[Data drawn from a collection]
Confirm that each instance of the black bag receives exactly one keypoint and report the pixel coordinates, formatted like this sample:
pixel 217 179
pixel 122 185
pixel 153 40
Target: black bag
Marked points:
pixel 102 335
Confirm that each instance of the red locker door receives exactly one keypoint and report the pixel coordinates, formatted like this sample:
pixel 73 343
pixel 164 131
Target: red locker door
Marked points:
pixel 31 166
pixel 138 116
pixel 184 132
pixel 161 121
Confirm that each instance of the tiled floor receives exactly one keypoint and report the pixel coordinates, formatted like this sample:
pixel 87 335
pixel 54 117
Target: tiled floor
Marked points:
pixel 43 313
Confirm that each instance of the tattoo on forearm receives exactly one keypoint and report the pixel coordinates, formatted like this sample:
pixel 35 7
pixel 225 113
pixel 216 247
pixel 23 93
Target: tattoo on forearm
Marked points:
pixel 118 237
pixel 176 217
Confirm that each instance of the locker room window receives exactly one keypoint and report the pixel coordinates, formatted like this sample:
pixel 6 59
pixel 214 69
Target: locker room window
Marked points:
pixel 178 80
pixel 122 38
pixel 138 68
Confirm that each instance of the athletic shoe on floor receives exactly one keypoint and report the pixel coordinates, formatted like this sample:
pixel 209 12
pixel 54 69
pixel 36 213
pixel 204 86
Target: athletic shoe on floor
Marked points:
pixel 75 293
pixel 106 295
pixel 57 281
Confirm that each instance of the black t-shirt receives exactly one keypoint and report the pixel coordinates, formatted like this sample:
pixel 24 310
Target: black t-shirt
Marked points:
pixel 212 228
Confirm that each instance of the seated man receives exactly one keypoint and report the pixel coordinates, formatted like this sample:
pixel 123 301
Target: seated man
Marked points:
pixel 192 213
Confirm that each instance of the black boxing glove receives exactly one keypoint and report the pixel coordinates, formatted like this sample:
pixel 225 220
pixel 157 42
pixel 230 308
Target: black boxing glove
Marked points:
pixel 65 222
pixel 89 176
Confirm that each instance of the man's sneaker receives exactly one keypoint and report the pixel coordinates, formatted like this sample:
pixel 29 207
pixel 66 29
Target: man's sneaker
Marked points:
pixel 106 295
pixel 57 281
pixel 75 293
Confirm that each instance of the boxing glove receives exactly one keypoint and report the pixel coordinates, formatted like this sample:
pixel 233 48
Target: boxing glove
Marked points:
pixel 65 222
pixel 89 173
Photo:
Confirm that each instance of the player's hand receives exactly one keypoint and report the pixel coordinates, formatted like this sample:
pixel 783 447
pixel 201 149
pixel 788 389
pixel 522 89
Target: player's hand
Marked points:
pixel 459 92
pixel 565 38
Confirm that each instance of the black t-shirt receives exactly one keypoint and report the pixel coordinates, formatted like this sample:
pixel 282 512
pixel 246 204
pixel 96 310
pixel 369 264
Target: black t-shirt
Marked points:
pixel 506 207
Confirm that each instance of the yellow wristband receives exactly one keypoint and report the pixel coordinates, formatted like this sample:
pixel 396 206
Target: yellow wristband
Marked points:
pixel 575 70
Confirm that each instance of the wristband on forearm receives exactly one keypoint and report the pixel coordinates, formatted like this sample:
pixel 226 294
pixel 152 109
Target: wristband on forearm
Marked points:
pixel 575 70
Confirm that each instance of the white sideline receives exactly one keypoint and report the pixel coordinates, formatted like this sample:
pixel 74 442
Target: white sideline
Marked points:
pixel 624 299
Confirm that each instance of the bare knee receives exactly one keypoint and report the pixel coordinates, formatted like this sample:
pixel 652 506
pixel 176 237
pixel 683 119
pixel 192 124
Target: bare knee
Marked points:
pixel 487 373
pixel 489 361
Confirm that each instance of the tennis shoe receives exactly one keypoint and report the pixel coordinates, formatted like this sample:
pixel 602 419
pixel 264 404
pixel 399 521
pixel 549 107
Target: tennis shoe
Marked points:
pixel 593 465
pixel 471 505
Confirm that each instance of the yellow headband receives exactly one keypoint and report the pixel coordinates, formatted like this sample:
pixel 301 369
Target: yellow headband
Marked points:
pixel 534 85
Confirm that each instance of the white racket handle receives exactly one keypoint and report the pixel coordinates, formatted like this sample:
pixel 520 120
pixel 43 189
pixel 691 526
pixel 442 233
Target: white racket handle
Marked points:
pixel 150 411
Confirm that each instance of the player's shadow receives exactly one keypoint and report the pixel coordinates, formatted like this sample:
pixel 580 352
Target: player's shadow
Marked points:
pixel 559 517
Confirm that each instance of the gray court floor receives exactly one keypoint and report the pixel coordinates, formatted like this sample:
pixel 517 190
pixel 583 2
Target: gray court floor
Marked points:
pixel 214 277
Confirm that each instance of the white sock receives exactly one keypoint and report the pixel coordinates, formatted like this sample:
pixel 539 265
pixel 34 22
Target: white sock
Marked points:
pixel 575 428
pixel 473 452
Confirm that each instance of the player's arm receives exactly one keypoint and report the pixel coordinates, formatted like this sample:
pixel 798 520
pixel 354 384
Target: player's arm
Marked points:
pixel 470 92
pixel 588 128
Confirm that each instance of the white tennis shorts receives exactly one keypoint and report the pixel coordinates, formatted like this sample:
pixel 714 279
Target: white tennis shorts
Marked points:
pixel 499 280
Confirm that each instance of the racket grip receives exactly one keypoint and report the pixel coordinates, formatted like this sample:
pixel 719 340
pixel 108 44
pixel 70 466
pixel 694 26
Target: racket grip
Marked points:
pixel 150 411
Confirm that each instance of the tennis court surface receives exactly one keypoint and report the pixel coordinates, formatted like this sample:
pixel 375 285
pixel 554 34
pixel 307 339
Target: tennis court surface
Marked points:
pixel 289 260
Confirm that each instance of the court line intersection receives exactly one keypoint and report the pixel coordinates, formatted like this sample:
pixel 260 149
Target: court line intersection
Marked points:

_Stated goal_:
Write out every line of the entries above verbatim, leaving nothing out and altering nothing.

_Correct response_:
Confirm that each instance of the black bag receives exactly one keypoint and report the pixel coordinates, formatted like this sample:
pixel 217 179
pixel 122 185
pixel 153 40
Target: black bag
Marked points:
pixel 102 335
Confirm that each instance of the red locker door receives exactly one keypoint and report the pixel coordinates, formatted like this sample:
pixel 73 343
pixel 164 131
Target: red locker door
Marked points:
pixel 31 166
pixel 138 116
pixel 184 132
pixel 161 121
Confirm that each instance of the tiled floor receives exactly one keypoint and report the pixel coordinates, formatted like this sample:
pixel 87 335
pixel 54 117
Target: tiled floor
Marked points:
pixel 43 313
Confirm that each instance of the tattoo on forearm receives exactly one keypoint and report the pixel coordinates, formatted like this sample:
pixel 35 7
pixel 225 113
pixel 216 247
pixel 23 93
Target: tattoo on forearm
Marked points:
pixel 118 237
pixel 176 217
Confirm that each instance of the locker room window receives exactly one keypoint and report the pixel coordinates, formatted like this sample:
pixel 6 59
pixel 214 69
Target: locker room window
Marked points:
pixel 178 80
pixel 122 38
pixel 138 68
Confirm that each instance of the athletic shoe on floor receives exactly one keypoint and report the pixel coordinates, formatted like this sample:
pixel 209 12
pixel 54 69
pixel 36 213
pixel 204 86
Target: athletic shoe on floor
Marked points:
pixel 75 293
pixel 106 295
pixel 57 281
Confirm that each instance of the black t-shirt receives exactly one keypoint and report the pixel coordinates, formatted like this sample:
pixel 24 310
Target: black t-shirt
Marked points:
pixel 212 228
Confirm that each instance of the seated man receives exactly one keypoint and report the pixel coordinates, formatted like this sample:
pixel 123 301
Target: seated man
Marked points:
pixel 192 213
Confirm that each instance of the black boxing glove receives exactly one keypoint and report the pixel coordinates, formatted like this sample:
pixel 225 220
pixel 157 42
pixel 230 308
Target: black boxing glove
Marked points:
pixel 65 222
pixel 89 176
Confirm that each instance of the man's sneaker receives exactly one keypoint and report the pixel coordinates, formatted like this sample:
pixel 29 207
pixel 66 29
Target: man's sneaker
Marked points:
pixel 106 295
pixel 57 281
pixel 75 293
Confirm that each instance of the boxing glove receives exactly one keypoint and report the pixel coordinates, formatted like this sample:
pixel 233 48
Target: boxing glove
Marked points:
pixel 65 222
pixel 89 173
Photo:
Confirm that each instance of the player's hand receives exactly one keypoint and report the pixel coordinates, formatted like this sample:
pixel 783 447
pixel 201 149
pixel 788 389
pixel 522 89
Target: player's hand
Marked points:
pixel 459 92
pixel 565 38
Confirm that each instance of the black t-shirt receives exactly one keypoint and report the pixel coordinates, formatted like this sample:
pixel 282 512
pixel 246 204
pixel 96 310
pixel 369 264
Target: black t-shirt
Marked points:
pixel 506 207
Confirm that each instance of the yellow wristband receives exactly one keypoint and report the pixel coordinates, formatted like this sample:
pixel 396 206
Target: yellow wristband
Marked points:
pixel 575 70
Confirm that each instance of the wristband on forearm receives exactly one keypoint and report the pixel coordinates, formatted like this sample:
pixel 226 294
pixel 152 109
Target: wristband on forearm
Marked points:
pixel 575 70
Confirm that each instance of the white sideline receives exactly one keypoint and report the pixel coordinates, formatted like this sample:
pixel 74 442
Target: white sideline
Marked points:
pixel 624 299
Confirm that each instance of the bare knee receives exactly one keypoint and report the pixel coordinates, formatted like this sample:
pixel 652 506
pixel 176 237
pixel 683 119
pixel 192 124
Target: bare knee
Marked points:
pixel 487 373
pixel 489 361
Confirm that each instance of the tennis shoe receives exactly one keypoint and report the pixel coordinates, formatted like this sample:
pixel 602 419
pixel 264 404
pixel 399 521
pixel 549 107
Target: tennis shoe
Marked points:
pixel 593 465
pixel 471 505
Confirm that each instance of the yellow headband receives exactly one keypoint and report the pixel coordinates, formatted like this sample:
pixel 301 369
Target: yellow headband
Marked points:
pixel 534 85
Confirm that each instance of the white racket handle receives exactly one keypoint and report the pixel coordinates, formatted like this sample:
pixel 520 120
pixel 43 189
pixel 691 526
pixel 442 233
Target: white racket handle
Marked points:
pixel 150 411
Confirm that each instance of the player's shadow receives exactly one keypoint and report the pixel coordinates, formatted like this sample:
pixel 580 352
Target: player's shadow
Marked points:
pixel 559 517
Confirm that each instance of the gray court floor receives exactly one keypoint and report the pixel coordinates, formatted like this sample:
pixel 517 190
pixel 583 2
Target: gray court floor
Marked points:
pixel 214 277
Confirm that each instance of the white sock receives exactly one keypoint and report the pixel coordinates, formatted like this sample:
pixel 539 265
pixel 34 22
Target: white sock
Marked points:
pixel 575 428
pixel 473 452
Confirm that each instance of the player's arm receives exactly one keypoint and report the pixel coordinates, formatted like this sample:
pixel 798 520
pixel 354 384
Target: player's arm
Marked points:
pixel 470 92
pixel 588 128
Confirm that each instance of the white tennis shorts receives exactly one keypoint and report the pixel coordinates, formatted like this sample:
pixel 714 279
Target: white tennis shorts
Marked points:
pixel 499 280
Confirm that each instance of the racket grip receives exactly one keypoint and report the pixel coordinates, formatted like this sample:
pixel 719 340
pixel 108 44
pixel 70 466
pixel 694 26
Target: racket grip
Marked points:
pixel 150 411
Confirm that each instance of the tennis court surface receives exactly one keypoint and report the pixel coordinates, formatted like this sample:
pixel 375 285
pixel 554 34
pixel 307 339
Target: tennis court surface
Marked points:
pixel 289 260
Confirm that each instance of the court line intersection receives exactly one keypoint and report the pixel coordinates, formatted like this sample:
pixel 260 149
Target: court line intersection
Marked points:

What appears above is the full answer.